_DATASET CONTENT_
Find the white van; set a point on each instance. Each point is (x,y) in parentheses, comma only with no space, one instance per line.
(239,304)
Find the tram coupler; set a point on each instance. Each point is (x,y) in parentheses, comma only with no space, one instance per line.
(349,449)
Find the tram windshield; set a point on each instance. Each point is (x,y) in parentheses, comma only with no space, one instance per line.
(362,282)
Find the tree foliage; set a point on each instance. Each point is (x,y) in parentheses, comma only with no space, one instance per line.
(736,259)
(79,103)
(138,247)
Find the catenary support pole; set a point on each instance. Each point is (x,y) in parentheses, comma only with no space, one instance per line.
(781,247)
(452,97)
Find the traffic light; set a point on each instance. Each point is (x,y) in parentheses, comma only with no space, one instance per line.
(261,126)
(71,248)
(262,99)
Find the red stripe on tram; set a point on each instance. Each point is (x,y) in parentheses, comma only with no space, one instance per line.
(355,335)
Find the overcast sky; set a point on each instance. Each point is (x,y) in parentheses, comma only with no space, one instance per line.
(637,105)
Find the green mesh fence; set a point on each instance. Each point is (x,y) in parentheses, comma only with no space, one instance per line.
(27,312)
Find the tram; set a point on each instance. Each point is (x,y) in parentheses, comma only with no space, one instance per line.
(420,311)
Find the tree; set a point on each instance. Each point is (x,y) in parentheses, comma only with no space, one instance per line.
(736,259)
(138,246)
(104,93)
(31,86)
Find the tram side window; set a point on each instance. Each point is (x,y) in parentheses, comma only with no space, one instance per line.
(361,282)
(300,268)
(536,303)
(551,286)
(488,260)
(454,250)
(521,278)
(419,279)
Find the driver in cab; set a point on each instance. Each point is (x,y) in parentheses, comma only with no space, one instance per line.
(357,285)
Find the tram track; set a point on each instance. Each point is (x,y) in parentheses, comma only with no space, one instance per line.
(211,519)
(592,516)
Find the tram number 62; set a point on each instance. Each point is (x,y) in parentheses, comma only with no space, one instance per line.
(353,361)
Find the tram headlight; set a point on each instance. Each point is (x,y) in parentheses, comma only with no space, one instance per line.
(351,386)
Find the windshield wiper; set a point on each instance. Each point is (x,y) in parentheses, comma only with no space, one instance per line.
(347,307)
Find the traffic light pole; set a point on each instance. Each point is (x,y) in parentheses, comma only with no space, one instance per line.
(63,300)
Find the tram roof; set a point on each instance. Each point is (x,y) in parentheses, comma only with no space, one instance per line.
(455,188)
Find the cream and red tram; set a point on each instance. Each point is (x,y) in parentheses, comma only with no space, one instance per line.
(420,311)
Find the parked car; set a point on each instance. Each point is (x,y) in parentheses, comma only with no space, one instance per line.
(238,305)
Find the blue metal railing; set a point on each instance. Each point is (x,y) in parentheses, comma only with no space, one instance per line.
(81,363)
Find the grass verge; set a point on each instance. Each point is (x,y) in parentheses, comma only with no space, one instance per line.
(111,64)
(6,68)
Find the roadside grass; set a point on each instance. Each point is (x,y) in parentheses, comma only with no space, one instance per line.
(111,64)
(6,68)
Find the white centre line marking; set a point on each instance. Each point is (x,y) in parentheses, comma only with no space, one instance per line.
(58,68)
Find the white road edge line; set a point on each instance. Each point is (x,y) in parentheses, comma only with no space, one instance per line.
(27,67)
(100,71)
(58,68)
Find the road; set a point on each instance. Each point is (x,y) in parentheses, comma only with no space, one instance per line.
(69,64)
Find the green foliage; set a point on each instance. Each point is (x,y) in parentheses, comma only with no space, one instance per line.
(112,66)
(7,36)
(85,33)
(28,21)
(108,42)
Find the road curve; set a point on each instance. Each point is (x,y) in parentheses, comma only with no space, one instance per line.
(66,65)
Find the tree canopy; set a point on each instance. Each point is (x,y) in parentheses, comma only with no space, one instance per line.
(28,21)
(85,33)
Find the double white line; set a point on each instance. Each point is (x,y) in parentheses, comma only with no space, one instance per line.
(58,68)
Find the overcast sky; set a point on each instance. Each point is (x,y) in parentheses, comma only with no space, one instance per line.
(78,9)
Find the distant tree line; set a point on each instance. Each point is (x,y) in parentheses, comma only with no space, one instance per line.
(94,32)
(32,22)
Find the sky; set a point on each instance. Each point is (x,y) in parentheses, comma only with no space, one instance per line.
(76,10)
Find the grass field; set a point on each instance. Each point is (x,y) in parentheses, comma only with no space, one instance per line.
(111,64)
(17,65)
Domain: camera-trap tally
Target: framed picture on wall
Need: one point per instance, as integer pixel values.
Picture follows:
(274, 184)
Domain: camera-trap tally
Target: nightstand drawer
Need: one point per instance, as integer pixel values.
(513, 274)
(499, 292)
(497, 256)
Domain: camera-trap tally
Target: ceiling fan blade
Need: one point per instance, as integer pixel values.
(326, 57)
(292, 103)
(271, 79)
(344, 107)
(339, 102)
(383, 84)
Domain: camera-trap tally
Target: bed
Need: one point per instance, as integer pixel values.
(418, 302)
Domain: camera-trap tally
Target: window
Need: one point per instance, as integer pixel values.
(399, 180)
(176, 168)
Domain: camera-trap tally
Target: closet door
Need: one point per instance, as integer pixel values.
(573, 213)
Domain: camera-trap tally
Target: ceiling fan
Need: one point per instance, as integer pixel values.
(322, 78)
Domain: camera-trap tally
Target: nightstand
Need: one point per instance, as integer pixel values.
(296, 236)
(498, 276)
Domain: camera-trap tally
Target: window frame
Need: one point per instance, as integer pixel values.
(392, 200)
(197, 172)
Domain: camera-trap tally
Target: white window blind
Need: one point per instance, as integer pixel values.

_WHAT NEEDS TO BE DONE_
Retype the whole listing without changing anything.

_OUTPUT FOR THIS TASK_
Find the white van; set a point on each instance. Each point is (x,y) in parentheses, comma only with no space, one instance per line.
(239,304)
Find the tram coupler; set a point on each instance. Each point is (x,y) in parentheses, comma only with no space, one instance per line.
(349,449)
Find the tram windshield; set a point on each instance. Each point is (x,y) in parentheses, comma only with no space, one instance per line.
(362,282)
Find the tree foliage; set a point on each instance. Each point is (x,y) in parentheses, comma only with no space, one instance per line.
(736,259)
(79,103)
(138,247)
Find the catenary support pole; set a point on each instance. Each point is (x,y) in parentheses, comma only with no space, one instance per line.
(781,247)
(452,97)
Find the traffic light; set a point on each instance. Each point is (x,y) in parentheses, comma only with no space, one instance per line.
(261,126)
(71,248)
(262,99)
Find the red stripe on tram; set a point on each instance. Each point is (x,y) in parentheses, comma only with no space, one instance per line.
(355,335)
Find the overcast sky; set a point on each instance. Each point is (x,y) in parentheses, comma only with no space, one instance per line.
(637,105)
Find the green mesh fence; set a point on each instance. Each point is (x,y) in parentheses, comma only with no space, one instance per line.
(27,312)
Find the tram; set a point on each instance. Each point is (x,y) in parentheses, comma only with no space, one instance per line.
(420,311)
Find the tree; set a point on each instance. Each point is (x,y) in parentheses, comma only with no space, one instance per line.
(736,259)
(138,246)
(104,93)
(31,86)
Find the tram side window; set a point on each instance. Each point is (x,y) in parentheses, comma only with no space, one instance per line.
(361,282)
(300,268)
(536,303)
(551,286)
(488,260)
(454,250)
(521,278)
(419,279)
Find the driver in cab; set a point on each instance. Each point is (x,y) in parentheses, comma only with no space, one instance per line.
(357,285)
Find the tram track; set a point on each instance. Each point is (x,y) in parentheses, comma only with no space, one instance per line.
(211,519)
(592,516)
Find the tram number 62; set a point on each instance. Each point is (x,y) in parentheses, comma only with no space, one instance per line.
(353,361)
Find the tram headlight; set a point on each instance. Each point is (x,y) in parentheses, comma only with no space, one instance per line.
(351,386)
Find the windshield wiper; set a point on each instance. Each point is (x,y) in parentheses, comma only with no space, one instance per line.
(347,307)
Find the traffic light pole; set a point on each instance. Each point is (x,y) in parentheses, comma only with no space, one instance per line.
(63,300)
Find the tram roof; set a point on each instance. Each point is (x,y) in parentheses, comma only with no space, one instance per line.
(455,188)
Find the cream and red tram; set a point on each instance. Each point is (x,y) in parentheses, comma only with no space, one instance per line.
(420,311)
Find the parked car; set a point on each instance. Each point is (x,y) in parentheses, comma only with no space, one instance per line.
(238,305)
Find the blue metal railing; set a point on each instance. Each point is (x,y) in parentheses, comma only with no space, one instance per line.
(81,363)
Find the grass verge; set a point on each instance. Each point is (x,y) in parentheses, comma only with no space, one instance per line.
(111,64)
(6,68)
Find the roadside grass; set a point on each instance. Each point is (x,y) in parentheses, comma only with no space, one instance per line.
(111,64)
(6,68)
Find the white centre line marking; set a point on each instance. Each point is (x,y) in parentheses, comma only with no space, one instance per line.
(58,68)
Find the white road edge line; set a point on each instance. Each point is (x,y) in parentheses, comma only with no space, one instance per line.
(27,67)
(100,71)
(58,68)
Find the road; set a point on each instance. Each point is (x,y) in parentheses, comma only with no space, one instance per line.
(69,64)
Find the green foliage; set a point on each instance. Each point is (x,y) in parentheses, comma only with no space, one instance per line.
(112,66)
(7,36)
(85,33)
(28,21)
(108,42)
Find the road curve; set a point on each instance. Each point is (x,y) in parentheses, comma only with no space, one instance per line.
(66,65)
Find the tree canopy; set a point on each instance. Each point is (x,y) in parentheses, comma only with no space, one instance per line.
(28,21)
(85,33)
Find the double white line; set a point on each instance. Each point is (x,y) in parentheses, comma only with no space, one instance per line.
(58,68)
Find the overcast sky; set a point on each instance. Each point is (x,y) in parentheses, comma only with no space, one instance per line.
(78,9)
Find the distant tree line; set a point on each instance. Each point is (x,y) in parentheses, comma only with no space, one instance per line.
(94,32)
(32,22)
Find the sky; set a point on each instance. Each point is (x,y) in parentheses, comma only with no space, one instance per line.
(76,10)
Find the grass field; set a point on each instance. Each point is (x,y) in parentheses, comma only with no space, one instance per line.
(111,64)
(17,65)
Domain: camera-trap tally
Target: framed picture on wall
Need: one point per instance, as integer pixel values.
Picture follows:
(274, 184)
Domain: camera-trap tally
Target: nightstand drawer
Need: one point per instance, as integer pixel values.
(513, 274)
(499, 292)
(497, 256)
Domain: camera-trap tally
Target: ceiling fan blade
Need: one point per instance, as integer pixel values.
(326, 57)
(292, 103)
(271, 79)
(344, 107)
(339, 102)
(383, 84)
Domain: camera-trap tally
Target: bed
Need: one point per instance, as integer pixel values.
(418, 302)
Domain: camera-trap tally
Target: window
Need: one point per instance, as integer pixel values.
(399, 180)
(176, 168)
Domain: camera-trap tally
Target: closet door
Need: one point per instance, as integer pixel values.
(573, 213)
Domain: camera-trap tally
Target: ceiling fan
Need: one point per instance, as integer pixel values.
(322, 78)
Domain: camera-trap tally
Target: nightstand
Need: one point per instance, as integer pixel values.
(296, 236)
(498, 276)
Domain: camera-trap tally
Target: window frame
Need: one point per instance, as integer pixel values.
(392, 200)
(197, 172)
Domain: camera-trap tally
Target: white window blind
Need: one point per instance, as integer pixel values.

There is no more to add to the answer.